_AIM_
In the rows that follow, copy out word for word the stretch that begins at the line containing "Every instance of the red batting" and ends after the line containing "pixel 341 86", including both of those lines.

* begin *

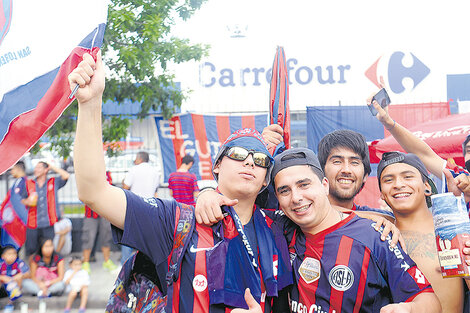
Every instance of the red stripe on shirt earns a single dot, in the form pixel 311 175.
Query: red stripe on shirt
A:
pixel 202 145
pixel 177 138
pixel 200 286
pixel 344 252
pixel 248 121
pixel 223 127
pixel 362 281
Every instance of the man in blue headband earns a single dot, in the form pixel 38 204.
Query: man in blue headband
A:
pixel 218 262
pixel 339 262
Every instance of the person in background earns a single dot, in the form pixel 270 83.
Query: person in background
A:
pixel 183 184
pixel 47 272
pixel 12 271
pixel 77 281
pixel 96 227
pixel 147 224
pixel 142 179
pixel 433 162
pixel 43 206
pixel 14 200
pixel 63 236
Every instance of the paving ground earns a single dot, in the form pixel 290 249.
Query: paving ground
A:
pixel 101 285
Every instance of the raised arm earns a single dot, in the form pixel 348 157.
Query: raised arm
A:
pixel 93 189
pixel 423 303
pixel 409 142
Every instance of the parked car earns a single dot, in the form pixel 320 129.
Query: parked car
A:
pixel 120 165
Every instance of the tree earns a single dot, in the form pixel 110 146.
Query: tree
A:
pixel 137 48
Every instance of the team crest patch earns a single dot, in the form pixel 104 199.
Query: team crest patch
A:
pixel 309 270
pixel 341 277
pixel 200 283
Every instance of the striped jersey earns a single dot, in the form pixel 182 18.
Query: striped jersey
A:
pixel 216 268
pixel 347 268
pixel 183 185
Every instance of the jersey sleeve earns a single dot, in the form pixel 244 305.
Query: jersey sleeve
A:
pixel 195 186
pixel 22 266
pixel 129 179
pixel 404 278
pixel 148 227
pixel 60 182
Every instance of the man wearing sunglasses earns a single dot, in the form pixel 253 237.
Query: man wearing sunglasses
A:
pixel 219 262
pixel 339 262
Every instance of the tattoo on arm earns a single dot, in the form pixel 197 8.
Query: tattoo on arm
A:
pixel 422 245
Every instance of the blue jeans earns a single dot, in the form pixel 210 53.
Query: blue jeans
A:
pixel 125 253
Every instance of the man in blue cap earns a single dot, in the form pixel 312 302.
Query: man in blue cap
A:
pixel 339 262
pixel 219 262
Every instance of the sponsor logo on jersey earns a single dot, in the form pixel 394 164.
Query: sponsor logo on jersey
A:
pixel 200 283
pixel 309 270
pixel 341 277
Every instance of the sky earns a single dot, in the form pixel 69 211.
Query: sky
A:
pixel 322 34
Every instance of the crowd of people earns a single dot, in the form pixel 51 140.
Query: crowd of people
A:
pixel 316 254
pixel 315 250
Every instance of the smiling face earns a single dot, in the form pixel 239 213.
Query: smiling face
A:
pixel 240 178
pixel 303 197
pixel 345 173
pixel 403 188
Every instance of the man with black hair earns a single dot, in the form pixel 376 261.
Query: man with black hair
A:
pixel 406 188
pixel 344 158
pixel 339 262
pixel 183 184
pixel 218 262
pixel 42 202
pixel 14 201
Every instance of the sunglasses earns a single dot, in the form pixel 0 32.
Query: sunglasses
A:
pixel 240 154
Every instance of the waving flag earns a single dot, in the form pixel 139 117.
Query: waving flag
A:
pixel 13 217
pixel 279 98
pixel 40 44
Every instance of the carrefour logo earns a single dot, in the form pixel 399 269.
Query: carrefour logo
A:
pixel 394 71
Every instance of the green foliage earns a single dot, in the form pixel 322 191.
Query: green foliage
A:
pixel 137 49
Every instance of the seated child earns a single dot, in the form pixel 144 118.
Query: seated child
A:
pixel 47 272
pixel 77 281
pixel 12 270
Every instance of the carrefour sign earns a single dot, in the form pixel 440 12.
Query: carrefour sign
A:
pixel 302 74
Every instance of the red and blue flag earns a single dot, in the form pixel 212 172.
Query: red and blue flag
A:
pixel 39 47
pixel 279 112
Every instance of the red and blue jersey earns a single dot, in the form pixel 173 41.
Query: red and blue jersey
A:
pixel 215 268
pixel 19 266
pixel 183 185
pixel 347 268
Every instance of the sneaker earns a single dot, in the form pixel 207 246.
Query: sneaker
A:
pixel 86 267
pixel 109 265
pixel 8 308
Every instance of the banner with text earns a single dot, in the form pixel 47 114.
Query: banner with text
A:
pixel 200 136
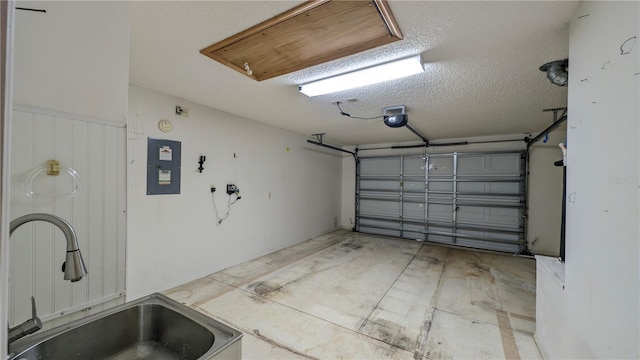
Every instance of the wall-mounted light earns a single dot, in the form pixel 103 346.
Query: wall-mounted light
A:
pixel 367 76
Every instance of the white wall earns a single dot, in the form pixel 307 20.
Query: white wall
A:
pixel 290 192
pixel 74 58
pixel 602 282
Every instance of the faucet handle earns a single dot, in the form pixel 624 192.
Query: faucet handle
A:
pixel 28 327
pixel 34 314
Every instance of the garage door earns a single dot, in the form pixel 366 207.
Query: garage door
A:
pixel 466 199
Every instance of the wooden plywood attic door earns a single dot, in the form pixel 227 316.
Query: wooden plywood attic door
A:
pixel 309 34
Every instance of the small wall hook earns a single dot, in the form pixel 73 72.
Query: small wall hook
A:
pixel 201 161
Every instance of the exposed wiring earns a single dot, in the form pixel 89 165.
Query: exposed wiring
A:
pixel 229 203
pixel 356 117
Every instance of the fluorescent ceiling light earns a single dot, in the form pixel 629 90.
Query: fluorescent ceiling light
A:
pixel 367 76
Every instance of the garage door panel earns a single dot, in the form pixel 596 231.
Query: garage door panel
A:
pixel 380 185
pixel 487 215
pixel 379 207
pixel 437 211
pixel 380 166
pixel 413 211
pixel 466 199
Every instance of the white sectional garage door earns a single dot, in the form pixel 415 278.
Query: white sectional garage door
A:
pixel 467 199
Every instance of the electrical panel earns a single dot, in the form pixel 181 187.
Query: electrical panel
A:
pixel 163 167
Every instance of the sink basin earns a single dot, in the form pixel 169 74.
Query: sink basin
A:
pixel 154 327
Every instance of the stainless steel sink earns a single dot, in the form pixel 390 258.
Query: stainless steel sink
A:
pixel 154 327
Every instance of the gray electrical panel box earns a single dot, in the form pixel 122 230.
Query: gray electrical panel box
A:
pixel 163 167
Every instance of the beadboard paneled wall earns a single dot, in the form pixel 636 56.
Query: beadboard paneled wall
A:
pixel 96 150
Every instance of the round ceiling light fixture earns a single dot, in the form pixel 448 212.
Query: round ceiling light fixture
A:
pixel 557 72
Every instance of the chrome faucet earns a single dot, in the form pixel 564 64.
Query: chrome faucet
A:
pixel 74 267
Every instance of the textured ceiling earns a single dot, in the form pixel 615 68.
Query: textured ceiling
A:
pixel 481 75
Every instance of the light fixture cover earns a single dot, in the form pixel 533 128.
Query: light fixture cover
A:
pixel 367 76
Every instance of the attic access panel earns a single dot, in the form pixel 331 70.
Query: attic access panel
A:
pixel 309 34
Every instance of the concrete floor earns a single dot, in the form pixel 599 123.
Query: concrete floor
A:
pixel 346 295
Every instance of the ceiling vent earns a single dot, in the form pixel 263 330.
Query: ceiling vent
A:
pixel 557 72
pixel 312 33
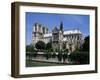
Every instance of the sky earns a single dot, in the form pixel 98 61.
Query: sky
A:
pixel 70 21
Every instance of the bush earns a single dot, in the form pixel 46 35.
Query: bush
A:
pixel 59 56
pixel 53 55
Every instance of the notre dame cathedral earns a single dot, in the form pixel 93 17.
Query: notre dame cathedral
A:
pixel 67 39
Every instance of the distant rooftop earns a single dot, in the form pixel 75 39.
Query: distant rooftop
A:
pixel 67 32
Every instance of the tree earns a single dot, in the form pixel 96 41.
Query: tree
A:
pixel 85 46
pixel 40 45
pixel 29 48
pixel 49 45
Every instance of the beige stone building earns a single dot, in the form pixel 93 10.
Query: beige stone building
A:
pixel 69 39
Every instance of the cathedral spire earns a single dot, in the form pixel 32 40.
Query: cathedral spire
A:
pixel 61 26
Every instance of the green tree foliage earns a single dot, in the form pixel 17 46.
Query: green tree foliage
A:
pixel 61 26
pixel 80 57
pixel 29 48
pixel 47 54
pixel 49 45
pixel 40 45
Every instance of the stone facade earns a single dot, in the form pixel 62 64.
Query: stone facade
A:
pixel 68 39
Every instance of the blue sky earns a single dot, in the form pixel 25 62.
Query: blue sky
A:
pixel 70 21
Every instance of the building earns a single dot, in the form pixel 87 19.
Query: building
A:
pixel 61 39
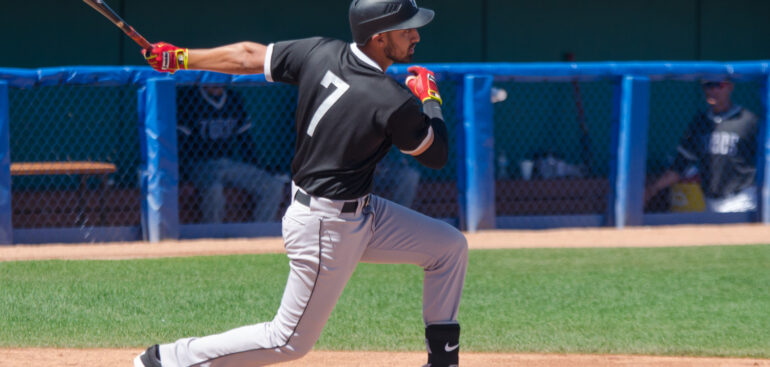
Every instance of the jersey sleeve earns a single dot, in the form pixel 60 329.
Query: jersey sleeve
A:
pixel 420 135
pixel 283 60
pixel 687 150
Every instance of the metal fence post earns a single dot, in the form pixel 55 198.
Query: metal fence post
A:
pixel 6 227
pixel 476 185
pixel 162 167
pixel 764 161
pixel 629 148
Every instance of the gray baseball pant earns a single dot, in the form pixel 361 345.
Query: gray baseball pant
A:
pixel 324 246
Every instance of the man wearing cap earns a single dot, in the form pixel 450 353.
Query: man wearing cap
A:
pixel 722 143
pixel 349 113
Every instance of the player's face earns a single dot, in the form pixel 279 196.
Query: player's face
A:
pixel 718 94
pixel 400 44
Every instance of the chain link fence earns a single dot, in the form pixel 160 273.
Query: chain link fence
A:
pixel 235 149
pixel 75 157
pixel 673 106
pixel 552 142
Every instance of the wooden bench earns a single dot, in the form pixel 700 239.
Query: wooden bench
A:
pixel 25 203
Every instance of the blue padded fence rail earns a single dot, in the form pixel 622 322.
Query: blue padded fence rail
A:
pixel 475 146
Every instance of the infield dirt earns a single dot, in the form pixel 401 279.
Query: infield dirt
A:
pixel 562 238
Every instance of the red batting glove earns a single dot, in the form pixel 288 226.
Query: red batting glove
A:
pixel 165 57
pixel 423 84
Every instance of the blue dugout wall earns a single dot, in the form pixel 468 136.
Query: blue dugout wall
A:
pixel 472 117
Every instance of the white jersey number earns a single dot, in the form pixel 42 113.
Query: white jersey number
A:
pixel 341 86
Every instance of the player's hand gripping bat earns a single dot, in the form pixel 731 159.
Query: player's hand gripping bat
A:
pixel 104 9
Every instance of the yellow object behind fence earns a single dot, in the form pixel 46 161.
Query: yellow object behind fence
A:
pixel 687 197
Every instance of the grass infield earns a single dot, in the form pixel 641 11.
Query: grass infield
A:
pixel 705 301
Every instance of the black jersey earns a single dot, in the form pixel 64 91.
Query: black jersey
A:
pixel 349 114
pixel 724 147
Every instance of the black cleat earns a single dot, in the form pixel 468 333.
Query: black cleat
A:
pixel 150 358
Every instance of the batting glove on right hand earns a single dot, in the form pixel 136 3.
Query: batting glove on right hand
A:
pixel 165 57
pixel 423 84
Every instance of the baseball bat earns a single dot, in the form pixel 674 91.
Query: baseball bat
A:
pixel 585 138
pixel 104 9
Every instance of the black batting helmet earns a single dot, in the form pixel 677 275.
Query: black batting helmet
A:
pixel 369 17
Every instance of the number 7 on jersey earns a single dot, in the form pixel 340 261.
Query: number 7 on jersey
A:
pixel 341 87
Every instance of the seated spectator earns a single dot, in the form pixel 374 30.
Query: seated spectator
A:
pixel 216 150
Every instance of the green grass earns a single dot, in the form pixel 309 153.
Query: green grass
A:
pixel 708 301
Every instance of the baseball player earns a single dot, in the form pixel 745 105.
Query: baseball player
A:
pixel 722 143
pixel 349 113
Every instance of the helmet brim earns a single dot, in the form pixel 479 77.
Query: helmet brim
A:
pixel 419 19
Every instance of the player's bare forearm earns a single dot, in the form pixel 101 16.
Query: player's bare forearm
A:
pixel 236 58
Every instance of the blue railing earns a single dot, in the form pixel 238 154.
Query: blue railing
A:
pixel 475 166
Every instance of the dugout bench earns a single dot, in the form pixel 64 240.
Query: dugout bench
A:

* end *

_ANSWER_
Every instance of the red batting glove earns a single dot, in the form pixel 288 226.
Query: red batting glove
A:
pixel 165 57
pixel 423 84
Every instance of the blue dugout wall earns a single dot, in the form pixel 468 136.
Query: blue dugout wall
A:
pixel 472 117
Every instance of the white jersey number earns a single dot, in the form pixel 42 113.
Query: white jersey number
A:
pixel 341 86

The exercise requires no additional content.